EXERCISE AIM: Select every line of the rows that contains the string "prompts", and copy each one out in full. Case counts.
"""
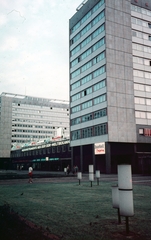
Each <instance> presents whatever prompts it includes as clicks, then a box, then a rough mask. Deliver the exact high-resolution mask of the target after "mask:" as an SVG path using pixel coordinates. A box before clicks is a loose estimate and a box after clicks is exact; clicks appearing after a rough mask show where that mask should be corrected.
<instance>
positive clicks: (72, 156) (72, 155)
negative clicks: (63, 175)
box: [71, 147, 74, 169]
mask: <svg viewBox="0 0 151 240" xmlns="http://www.w3.org/2000/svg"><path fill="white" fill-rule="evenodd" d="M73 148H74V147H71V169H73V155H74V154H73V151H74V149H73Z"/></svg>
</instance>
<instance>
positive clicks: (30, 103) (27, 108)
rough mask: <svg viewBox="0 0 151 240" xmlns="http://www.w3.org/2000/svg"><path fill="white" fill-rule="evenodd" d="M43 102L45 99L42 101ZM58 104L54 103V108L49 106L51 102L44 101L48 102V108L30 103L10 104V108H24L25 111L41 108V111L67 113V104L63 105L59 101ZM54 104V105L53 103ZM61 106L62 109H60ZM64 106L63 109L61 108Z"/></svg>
mask: <svg viewBox="0 0 151 240" xmlns="http://www.w3.org/2000/svg"><path fill="white" fill-rule="evenodd" d="M44 100H45V99H44ZM59 101H60V103H56V106H53V107H52V106H50V102H53V101H52V100H50V99H49V100H45V102H48V103H49V105H48V106H44V105H41V102H38V104H37V105H36V104H35V102H31V103H30V104H29V103H27V104H26V103H14V102H13V103H12V107H19V108H20V106H21V107H25V109H30V108H37V110H39V108H43V109H51V110H52V109H53V110H59V111H68V110H69V109H68V108H67V104H64V103H63V102H61V100H59ZM54 104H55V103H54ZM60 106H62V107H60ZM63 106H64V107H63Z"/></svg>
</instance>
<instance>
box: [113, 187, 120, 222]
mask: <svg viewBox="0 0 151 240" xmlns="http://www.w3.org/2000/svg"><path fill="white" fill-rule="evenodd" d="M112 205H113V208H116V209H117V214H118V223H119V224H120V223H121V216H120V210H119V190H118V185H115V186H112Z"/></svg>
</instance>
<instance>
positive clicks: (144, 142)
mask: <svg viewBox="0 0 151 240" xmlns="http://www.w3.org/2000/svg"><path fill="white" fill-rule="evenodd" d="M76 10H77V11H76V13H75V14H74V15H73V16H72V17H71V19H70V20H69V51H70V57H69V58H70V138H71V143H70V144H71V151H72V164H73V165H74V164H76V165H78V166H79V168H80V169H81V171H88V165H89V164H93V165H94V167H95V169H100V171H101V172H105V173H111V172H116V169H117V163H118V162H119V161H124V162H130V163H131V164H132V167H133V171H134V172H138V171H146V170H147V171H148V170H149V171H151V0H93V1H92V0H87V1H83V2H82V3H81V4H80V6H79V7H78V8H77V9H76ZM98 144H99V145H98ZM101 146H104V147H103V149H102V148H101ZM96 149H98V152H96Z"/></svg>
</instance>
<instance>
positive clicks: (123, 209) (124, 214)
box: [118, 164, 134, 234]
mask: <svg viewBox="0 0 151 240" xmlns="http://www.w3.org/2000/svg"><path fill="white" fill-rule="evenodd" d="M118 190H119V209H120V215H121V216H125V217H126V233H127V234H128V233H129V221H128V217H132V216H134V205H133V189H132V173H131V165H129V164H121V165H118Z"/></svg>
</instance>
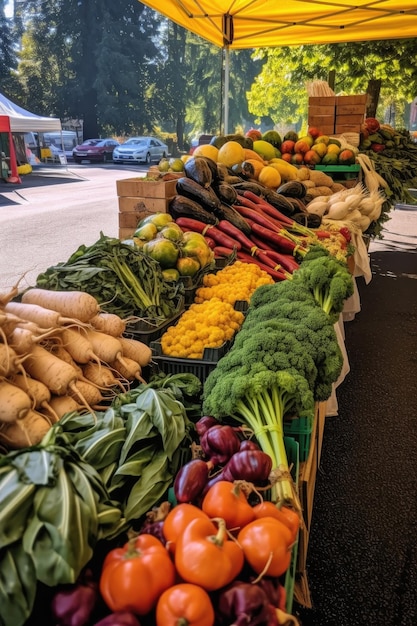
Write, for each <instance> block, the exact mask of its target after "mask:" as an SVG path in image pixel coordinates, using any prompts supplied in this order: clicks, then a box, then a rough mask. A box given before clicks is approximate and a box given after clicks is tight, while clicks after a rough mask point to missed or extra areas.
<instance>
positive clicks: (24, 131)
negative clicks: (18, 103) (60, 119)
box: [0, 93, 62, 133]
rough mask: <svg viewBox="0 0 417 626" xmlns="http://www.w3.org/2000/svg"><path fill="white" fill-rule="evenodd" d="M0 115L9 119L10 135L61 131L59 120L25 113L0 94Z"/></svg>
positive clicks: (27, 111) (29, 113) (30, 112)
mask: <svg viewBox="0 0 417 626" xmlns="http://www.w3.org/2000/svg"><path fill="white" fill-rule="evenodd" d="M0 115H7V116H8V117H9V119H10V130H11V132H12V133H27V132H30V131H32V132H39V133H46V132H50V131H54V130H55V131H61V130H62V127H61V120H60V119H59V118H56V117H42V116H41V115H35V113H31V112H30V111H26V109H23V108H22V107H20V106H18V105H17V104H14V102H11V100H8V99H7V98H6V97H5V96H3V94H1V93H0Z"/></svg>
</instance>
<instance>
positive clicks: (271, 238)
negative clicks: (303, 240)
mask: <svg viewBox="0 0 417 626" xmlns="http://www.w3.org/2000/svg"><path fill="white" fill-rule="evenodd" d="M252 230H253V234H254V235H257V236H258V237H261V238H262V239H263V240H264V241H265V242H267V243H269V244H270V246H273V247H274V249H275V248H278V250H280V251H282V252H287V253H289V254H292V255H295V254H296V253H297V252H298V251H299V250H300V247H299V246H298V245H297V244H295V243H294V242H293V241H291V240H290V239H287V238H286V237H283V236H282V235H280V234H279V233H277V232H275V231H274V230H271V229H270V228H268V227H267V228H265V227H264V226H262V225H261V224H259V223H258V222H254V223H253V225H252ZM304 252H306V250H305V251H304Z"/></svg>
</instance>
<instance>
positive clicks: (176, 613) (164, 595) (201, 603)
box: [156, 583, 214, 626]
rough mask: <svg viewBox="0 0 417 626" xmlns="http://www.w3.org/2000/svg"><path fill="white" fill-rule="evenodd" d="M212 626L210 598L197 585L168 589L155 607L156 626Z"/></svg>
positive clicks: (212, 619) (172, 587)
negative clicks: (155, 606)
mask: <svg viewBox="0 0 417 626" xmlns="http://www.w3.org/2000/svg"><path fill="white" fill-rule="evenodd" d="M179 624H186V625H187V626H213V624H214V608H213V605H212V603H211V600H210V596H209V595H208V593H207V592H206V591H204V589H202V588H201V587H199V586H198V585H192V584H190V583H181V584H178V585H174V586H173V587H170V588H169V589H167V590H166V591H164V593H163V594H162V595H161V597H160V598H159V600H158V604H157V605H156V626H178V625H179Z"/></svg>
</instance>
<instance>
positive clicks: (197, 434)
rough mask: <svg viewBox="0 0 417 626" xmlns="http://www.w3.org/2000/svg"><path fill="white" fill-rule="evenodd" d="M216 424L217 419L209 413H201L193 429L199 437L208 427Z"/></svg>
mask: <svg viewBox="0 0 417 626" xmlns="http://www.w3.org/2000/svg"><path fill="white" fill-rule="evenodd" d="M218 425H219V421H218V420H216V418H215V417H212V416H211V415H203V417H201V418H200V419H199V420H198V422H196V425H195V429H196V431H197V435H198V436H199V437H202V436H203V435H204V433H205V432H207V431H208V429H209V428H211V427H212V426H218Z"/></svg>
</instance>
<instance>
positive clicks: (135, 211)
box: [119, 196, 173, 213]
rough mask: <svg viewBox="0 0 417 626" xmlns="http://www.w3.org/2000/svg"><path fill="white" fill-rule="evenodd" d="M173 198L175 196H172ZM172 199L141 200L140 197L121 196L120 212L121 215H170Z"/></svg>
mask: <svg viewBox="0 0 417 626" xmlns="http://www.w3.org/2000/svg"><path fill="white" fill-rule="evenodd" d="M172 197H173V196H172ZM170 200H171V198H141V197H138V196H133V197H130V196H119V211H120V212H121V213H123V212H125V211H126V212H128V213H131V212H132V211H134V212H136V213H140V212H143V211H145V210H146V211H149V213H168V207H169V202H170Z"/></svg>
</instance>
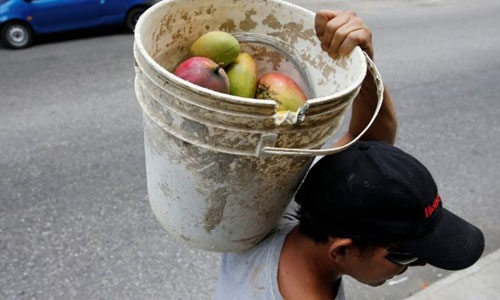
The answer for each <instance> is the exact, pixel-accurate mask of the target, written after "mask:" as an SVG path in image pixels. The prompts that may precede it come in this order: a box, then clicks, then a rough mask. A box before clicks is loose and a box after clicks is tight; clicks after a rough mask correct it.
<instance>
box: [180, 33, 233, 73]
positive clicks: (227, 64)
mask: <svg viewBox="0 0 500 300" xmlns="http://www.w3.org/2000/svg"><path fill="white" fill-rule="evenodd" d="M239 54H240V43H239V42H238V40H237V39H236V38H235V37H234V36H232V35H231V34H229V33H227V32H223V31H210V32H207V33H205V34H204V35H202V36H200V37H199V38H198V39H197V40H196V41H195V42H194V43H193V44H192V45H191V48H190V49H189V55H190V56H203V57H206V58H210V59H211V60H213V61H214V62H216V63H217V64H220V65H222V66H228V65H229V64H230V63H232V62H233V61H235V60H236V58H237V57H238V55H239Z"/></svg>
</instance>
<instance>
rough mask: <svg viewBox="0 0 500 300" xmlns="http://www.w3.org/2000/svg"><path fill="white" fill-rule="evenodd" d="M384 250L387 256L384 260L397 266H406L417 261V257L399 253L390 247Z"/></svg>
mask: <svg viewBox="0 0 500 300" xmlns="http://www.w3.org/2000/svg"><path fill="white" fill-rule="evenodd" d="M386 250H387V252H388V254H387V255H386V257H385V258H386V259H387V260H389V261H390V262H393V263H395V264H397V265H401V266H408V265H411V264H413V263H415V262H417V261H418V257H415V256H414V255H413V254H411V253H407V252H401V250H397V249H394V248H391V247H387V248H386Z"/></svg>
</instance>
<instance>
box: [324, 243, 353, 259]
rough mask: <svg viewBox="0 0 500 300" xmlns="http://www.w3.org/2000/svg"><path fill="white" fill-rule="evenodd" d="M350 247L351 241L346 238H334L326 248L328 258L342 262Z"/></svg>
mask: <svg viewBox="0 0 500 300" xmlns="http://www.w3.org/2000/svg"><path fill="white" fill-rule="evenodd" d="M350 246H352V240H351V239H347V238H336V239H333V240H332V241H331V244H330V246H329V247H328V253H329V254H330V258H331V259H333V260H336V261H340V260H343V259H344V258H345V256H346V254H347V251H348V248H350Z"/></svg>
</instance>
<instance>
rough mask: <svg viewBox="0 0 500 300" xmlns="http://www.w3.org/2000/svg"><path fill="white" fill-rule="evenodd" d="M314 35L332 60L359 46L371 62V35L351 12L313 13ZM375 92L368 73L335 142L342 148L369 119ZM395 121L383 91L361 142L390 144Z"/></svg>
mask: <svg viewBox="0 0 500 300" xmlns="http://www.w3.org/2000/svg"><path fill="white" fill-rule="evenodd" d="M315 29H316V35H317V36H318V38H319V39H320V41H321V48H322V49H323V50H324V51H326V52H328V55H329V56H330V57H332V58H337V57H338V56H343V55H347V54H348V53H350V52H351V51H352V50H353V49H354V47H356V46H360V47H361V48H362V49H363V50H364V51H366V53H367V54H368V55H369V56H370V57H371V58H372V59H373V44H372V34H371V31H370V29H368V28H367V27H366V25H365V24H364V22H363V20H361V18H359V17H358V16H356V13H354V12H352V11H331V10H322V11H319V12H318V13H317V14H316V19H315ZM376 91H377V89H376V86H375V83H374V81H373V77H372V76H371V74H370V73H368V74H367V76H366V77H365V80H364V81H363V83H362V85H361V90H360V92H359V94H358V96H357V97H356V98H355V99H354V102H353V105H352V116H351V122H350V124H349V130H348V132H347V133H346V134H345V135H344V136H343V137H342V138H341V139H340V140H339V141H338V142H337V145H343V144H346V143H348V142H349V141H351V140H353V139H354V138H355V137H356V136H357V135H359V133H360V132H361V131H363V129H364V128H365V127H366V125H367V124H368V122H370V119H371V118H372V116H373V112H374V111H375V107H376V106H377V93H376ZM396 130H397V118H396V111H395V109H394V105H393V103H392V99H391V95H390V94H389V92H388V91H387V88H385V89H384V102H383V104H382V107H381V108H380V111H379V114H378V116H377V118H376V119H375V121H374V122H373V124H372V125H371V127H370V129H368V131H366V132H365V134H364V135H363V137H362V138H361V140H371V141H384V142H388V143H390V144H394V141H395V139H396Z"/></svg>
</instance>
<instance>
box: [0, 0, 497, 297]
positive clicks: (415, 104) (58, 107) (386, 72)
mask: <svg viewBox="0 0 500 300" xmlns="http://www.w3.org/2000/svg"><path fill="white" fill-rule="evenodd" d="M294 2H295V3H298V4H301V5H303V6H305V7H306V8H310V9H313V10H317V9H320V8H325V7H328V8H336V9H337V8H342V9H349V8H354V9H355V10H356V11H357V12H358V14H359V15H361V16H362V17H363V18H364V19H365V21H366V23H367V24H368V25H369V26H370V27H371V28H372V30H373V32H374V41H375V50H376V63H377V65H378V67H379V69H380V71H381V73H382V76H383V78H384V80H385V82H386V84H387V86H388V87H389V89H390V91H391V92H392V95H393V98H394V100H395V104H396V108H397V111H398V114H399V120H400V123H399V124H400V127H399V136H398V141H397V145H398V146H399V147H401V148H403V149H405V150H407V151H409V152H410V153H412V154H414V155H415V156H416V157H418V158H419V159H420V160H421V161H423V162H424V163H425V164H426V165H427V166H428V168H429V169H430V170H431V172H432V173H433V174H434V177H435V178H436V180H437V182H438V186H439V189H440V194H441V196H442V198H443V201H444V204H445V206H446V207H448V208H449V209H451V210H452V211H455V212H456V213H457V214H458V215H460V216H462V217H465V218H466V219H468V220H470V221H471V222H472V223H474V224H476V225H477V226H479V227H480V228H482V229H483V231H484V233H485V235H486V241H487V243H486V253H489V252H491V251H493V250H495V249H498V248H500V226H498V225H499V224H498V217H499V216H500V200H499V197H498V195H500V186H499V184H498V181H499V178H500V168H499V166H500V157H499V155H498V150H497V149H498V145H500V120H499V118H498V116H500V102H499V100H500V97H499V95H500V85H499V78H500V55H499V53H500V35H498V32H497V30H498V28H500V21H499V18H498V15H499V14H500V3H499V2H498V1H497V0H479V1H478V0H476V1H468V2H467V3H464V2H465V1H438V0H436V1H349V2H347V1H339V2H335V4H327V3H329V1H294ZM132 41H133V37H132V35H131V34H128V33H126V32H123V31H121V30H118V29H111V30H93V31H89V32H83V33H76V34H75V33H72V34H65V35H57V36H51V37H48V38H44V39H43V40H41V43H40V44H38V45H36V46H35V47H32V48H30V49H27V50H21V51H10V50H7V49H0V72H1V75H0V299H160V298H162V299H210V296H211V293H212V290H213V285H214V281H215V279H216V277H217V271H218V266H219V255H217V254H212V253H207V252H202V251H197V250H193V249H189V248H187V247H185V246H183V245H181V244H178V243H177V242H175V241H173V240H172V239H171V238H169V237H168V235H167V234H166V233H165V232H164V231H163V230H162V229H161V228H160V225H159V223H157V222H156V220H155V219H154V217H153V215H152V213H151V210H150V208H149V204H148V201H147V195H146V179H145V170H144V151H143V134H142V120H141V118H142V115H141V112H140V108H139V106H138V104H137V102H136V100H135V95H134V90H133V79H134V71H133V60H132ZM447 274H448V273H447V272H444V271H441V270H439V269H435V268H432V267H424V268H418V269H416V270H412V271H409V272H407V273H405V274H403V275H401V276H400V277H398V278H396V280H394V281H392V282H389V283H387V284H386V285H385V286H383V287H380V288H376V289H374V288H368V287H364V286H362V285H360V284H358V283H355V282H353V281H352V280H348V282H347V295H348V297H349V298H350V299H403V298H405V297H406V296H408V295H410V294H412V293H414V292H416V291H418V290H420V289H421V288H422V287H425V286H427V285H428V284H430V283H432V282H434V281H436V280H438V279H440V278H442V277H443V276H446V275H447Z"/></svg>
"""
TASK RESPONSE:
Each <instance> presents whatever prompts it includes as clicks, then a box, then a rough mask. Deliver the exact high-resolution mask of the target after "mask:" as an SVG path using pixel coordinates. A box before clicks is a loose estimate and a box after clicks is exact; clicks appearing after a rough mask show where that mask should be corrected.
Write, for each <instance> block, the exact mask of its target after "mask:" as an SVG path in image pixel coordinates, using any prompts supplied in this order: clicks, then a box, then a rough mask. A box given before clicks is approximate and a box given after clicks is tight, while clicks after a rough mask point to missed or extra areas.
The answer for each <instance> is the exact, pixel-accurate mask of the target, written after "mask:" as an SVG path in image pixels. The prompts that may precede it come in this order: a box, then clicks, then a rough mask. A box before clicks is loose and a box after clicks is tight; clicks after a rough mask correct it.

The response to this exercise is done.